Task item A ▸
Write out the passage in the Working Man chapter from "Although never out" up to and including "model for Alec.".
Task item B ▸
Pick up the Working Man chapter about Alec's jobs after its last sentence and keep writing it.

Exercise text ▸

Thursday, 21 June 2012

Chapter 7 Working Man

                                                              Chapter 7   Working Man

Although never out of work for long, Alec went through a lot of jobs, as taking orders from a boss was not his long suit. Perhaps this was because as a young boy growing up, on every holiday and at every opportunity, he spent time with an uncle on his farm on the Darling Downs. This colourful family had a big influence on Alec. The uncle was reportedly a huge man with a huge appetite for alcohol, his drinking bouts frequently degenerating into drunken rages, causing smashed furniture and violence against members of his family, especially his wife. She was a huge woman, too. Alec boasted she worked 'like a man,' carrying heavy bags of wheat or corn on her shoulders. Inevitably, the uncle came to grief from his drinking. Late one night, returning from a drinking binge, he drove his car over a bridge and was killed. Unfortunately, in many ways this family served as a role model for Alec.

When he and Peggy returned to Brisbane after their failed business attempt, Alec was out of work for some months.

Source data ▸

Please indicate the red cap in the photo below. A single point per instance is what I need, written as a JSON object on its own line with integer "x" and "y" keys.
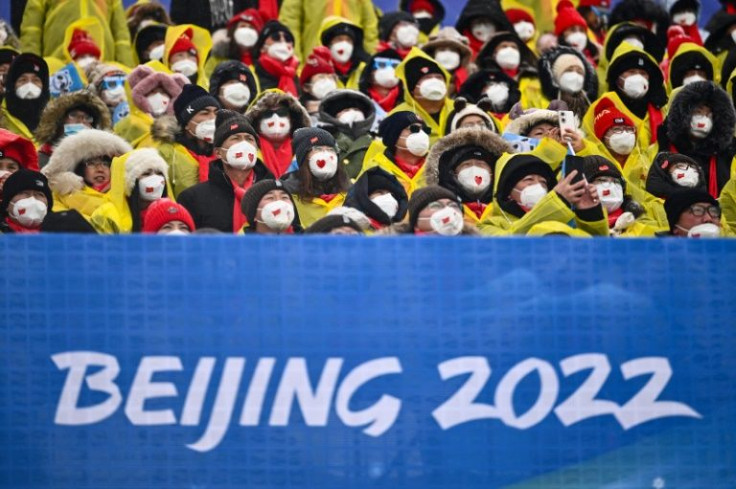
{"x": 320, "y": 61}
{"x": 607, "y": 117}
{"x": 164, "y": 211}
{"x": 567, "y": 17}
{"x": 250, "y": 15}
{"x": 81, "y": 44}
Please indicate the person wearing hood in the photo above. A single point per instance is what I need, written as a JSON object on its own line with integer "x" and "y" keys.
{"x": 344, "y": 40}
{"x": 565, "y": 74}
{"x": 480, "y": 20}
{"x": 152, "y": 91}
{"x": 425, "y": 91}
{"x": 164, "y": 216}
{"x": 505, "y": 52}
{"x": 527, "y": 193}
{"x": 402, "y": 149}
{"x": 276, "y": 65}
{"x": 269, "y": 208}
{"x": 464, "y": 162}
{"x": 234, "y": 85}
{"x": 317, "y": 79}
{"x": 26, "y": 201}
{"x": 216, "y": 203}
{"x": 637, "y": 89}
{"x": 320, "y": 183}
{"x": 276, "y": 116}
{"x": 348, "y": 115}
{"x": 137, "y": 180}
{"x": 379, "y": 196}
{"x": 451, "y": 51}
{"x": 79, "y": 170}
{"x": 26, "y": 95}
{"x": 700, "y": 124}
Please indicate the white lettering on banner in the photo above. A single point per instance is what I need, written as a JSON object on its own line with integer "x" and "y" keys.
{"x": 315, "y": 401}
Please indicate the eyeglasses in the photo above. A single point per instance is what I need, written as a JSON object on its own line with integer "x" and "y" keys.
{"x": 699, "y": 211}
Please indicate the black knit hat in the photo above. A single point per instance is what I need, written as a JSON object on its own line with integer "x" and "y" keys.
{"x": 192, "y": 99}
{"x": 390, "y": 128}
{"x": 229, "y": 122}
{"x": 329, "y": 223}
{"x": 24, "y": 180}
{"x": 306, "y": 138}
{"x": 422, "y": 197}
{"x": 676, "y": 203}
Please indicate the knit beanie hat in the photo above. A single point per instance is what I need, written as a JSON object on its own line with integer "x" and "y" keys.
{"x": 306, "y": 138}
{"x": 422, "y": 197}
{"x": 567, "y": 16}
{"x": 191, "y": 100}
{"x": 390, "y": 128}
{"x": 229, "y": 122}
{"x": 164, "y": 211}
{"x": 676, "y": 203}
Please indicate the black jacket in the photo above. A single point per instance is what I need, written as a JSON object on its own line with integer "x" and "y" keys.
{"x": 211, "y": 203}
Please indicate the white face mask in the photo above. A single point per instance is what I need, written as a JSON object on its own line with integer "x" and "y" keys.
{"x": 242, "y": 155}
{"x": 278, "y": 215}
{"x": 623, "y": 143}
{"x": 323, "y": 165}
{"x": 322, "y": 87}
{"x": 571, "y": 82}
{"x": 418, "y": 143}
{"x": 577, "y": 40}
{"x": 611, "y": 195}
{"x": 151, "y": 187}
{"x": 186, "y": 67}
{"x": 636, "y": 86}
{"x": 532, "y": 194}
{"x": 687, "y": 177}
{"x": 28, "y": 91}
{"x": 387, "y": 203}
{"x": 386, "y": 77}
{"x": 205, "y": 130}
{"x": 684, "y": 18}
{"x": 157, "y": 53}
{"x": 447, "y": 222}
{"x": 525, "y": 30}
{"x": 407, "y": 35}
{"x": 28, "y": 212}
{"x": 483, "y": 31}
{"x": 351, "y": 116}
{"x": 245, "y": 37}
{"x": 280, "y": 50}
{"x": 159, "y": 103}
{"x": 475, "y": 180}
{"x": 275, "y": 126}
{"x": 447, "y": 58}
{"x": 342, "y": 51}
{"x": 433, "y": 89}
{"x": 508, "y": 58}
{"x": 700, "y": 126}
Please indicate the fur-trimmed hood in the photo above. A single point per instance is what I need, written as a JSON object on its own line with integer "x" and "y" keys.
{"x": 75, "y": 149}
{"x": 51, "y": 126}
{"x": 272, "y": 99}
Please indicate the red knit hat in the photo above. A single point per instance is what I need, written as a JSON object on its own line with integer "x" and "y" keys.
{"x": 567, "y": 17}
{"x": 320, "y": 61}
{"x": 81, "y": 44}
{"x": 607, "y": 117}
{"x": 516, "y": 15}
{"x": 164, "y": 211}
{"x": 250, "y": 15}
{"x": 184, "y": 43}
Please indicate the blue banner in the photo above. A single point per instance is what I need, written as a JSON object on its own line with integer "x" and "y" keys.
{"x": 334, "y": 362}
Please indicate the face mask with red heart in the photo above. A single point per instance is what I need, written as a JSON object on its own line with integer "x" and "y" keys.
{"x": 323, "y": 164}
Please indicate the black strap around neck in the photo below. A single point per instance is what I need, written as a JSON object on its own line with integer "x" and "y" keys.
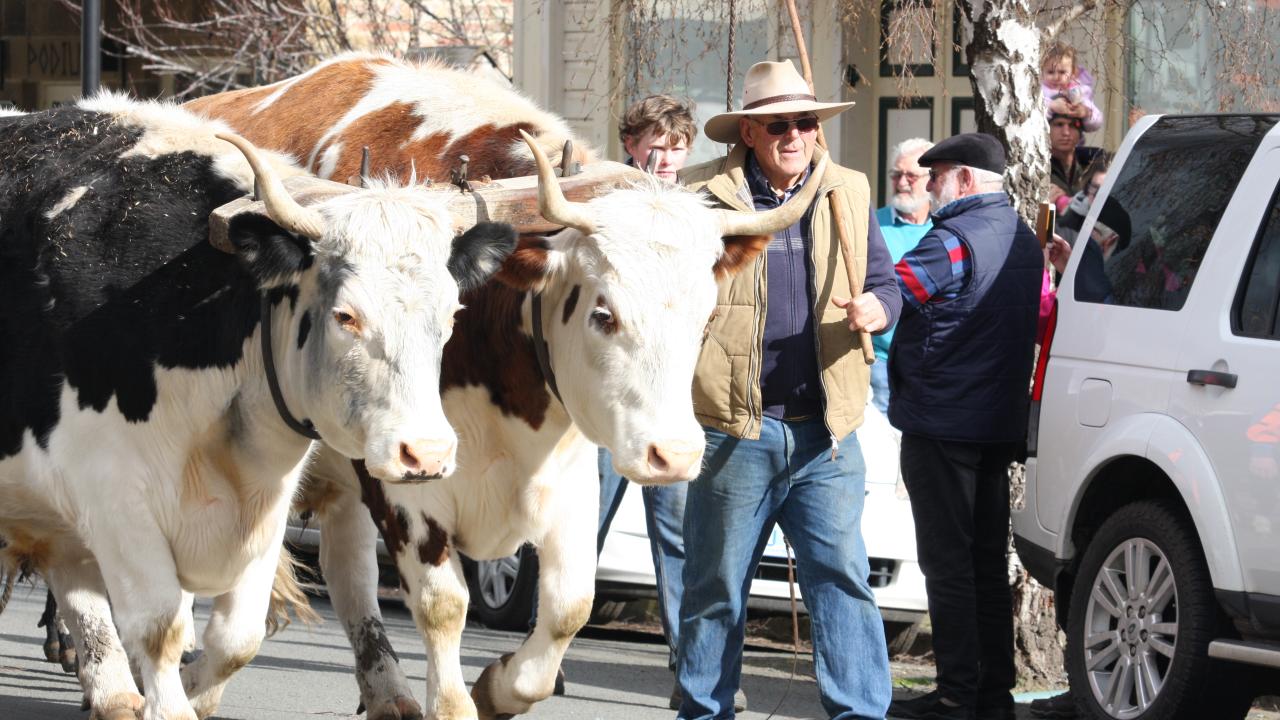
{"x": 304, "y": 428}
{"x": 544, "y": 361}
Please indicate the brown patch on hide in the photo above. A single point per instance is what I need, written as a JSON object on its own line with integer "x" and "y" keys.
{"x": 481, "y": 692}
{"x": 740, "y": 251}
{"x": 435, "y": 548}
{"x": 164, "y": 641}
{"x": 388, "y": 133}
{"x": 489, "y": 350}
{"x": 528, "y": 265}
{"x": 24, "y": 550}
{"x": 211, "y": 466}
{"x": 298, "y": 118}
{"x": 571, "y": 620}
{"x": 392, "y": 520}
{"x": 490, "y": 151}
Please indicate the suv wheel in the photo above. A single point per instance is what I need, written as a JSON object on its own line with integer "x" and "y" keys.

Answer space A ▸
Although never out of work for long, Alec went through a lot of jobs, as taking orders from a boss was not his long suit. Perhaps this was because as a young boy growing up, on every holiday and at every opportunity, he spent time with an uncle on his farm on the Darling Downs. This colourful family had a big influence on Alec. The uncle was reportedly a huge man with a huge appetite for alcohol, his drinking bouts frequently degenerating into drunken rages, causing smashed furniture and violence against members of his family, especially his wife. She was a huge woman, too. Alec boasted she worked 'like a man,' carrying heavy bags of wheat or corn on her shoulders. Inevitably, the uncle came to grief from his drinking. Late one night, returning from a drinking binge, he drove his car over a bridge and was killed. Unfortunately, in many ways this family served as a role model for Alec.

Answer space B ▸
“I lived with Mum, even after I had my baby. She looked after me... made dresses for me and bought singlets and other things for Clarence.”

At the same time, Alec lived with his parents, until finding a job as a travelling salesman. Peggy said, “He worked first for Buzacotts, and then for Alfa Laval, selling farm machinery around the Darling Downs.”

This necessitated a move to Toowoomba, the Downs commercial centre to the west of Brisbane, where he supplied the farmers in the area.

 After gaining this position, Peggy and Alec restarted their married life, renting a house up in the hills near Toowoomba’s Picnic Point. This regional town, however, is one of the coldest centres in Queensland in the winter, especially up in the heights of Picnic Point. The cold proved too much for Peggy, so they moved to a lower area into a high, weatherboard house. A little black and white photo shows blonde, curly headed Larry, about one or two years old, sitting on the front stairs of that house, almost obscured in his overcoat and long pants. His parents would be surprised to see over time, actually by the time he went to school, those blonde curls had turned to jet black.

Alec stayed away for days or even weeks sometimes, doing his job, and Peggy would be left to her own devices, taking care of her baby boy. “It was nothing for Alec to take a quick trip home to Brisbane to see his relatives,” He chose not to think of his wife in her loneliness, and shouldering the responsibility of caring for their baby alone.

Sometimes Peggy would be left with no money, and she told me once that she was so desperate for milk for her child that she walked the streets with Clarence in the stroller until she found enough change to buy a bottle of milk. I could hardly believe my ears.

 Alec did try to redeem himself, sometimes taking Peggy on short runs on his rounds of the farms.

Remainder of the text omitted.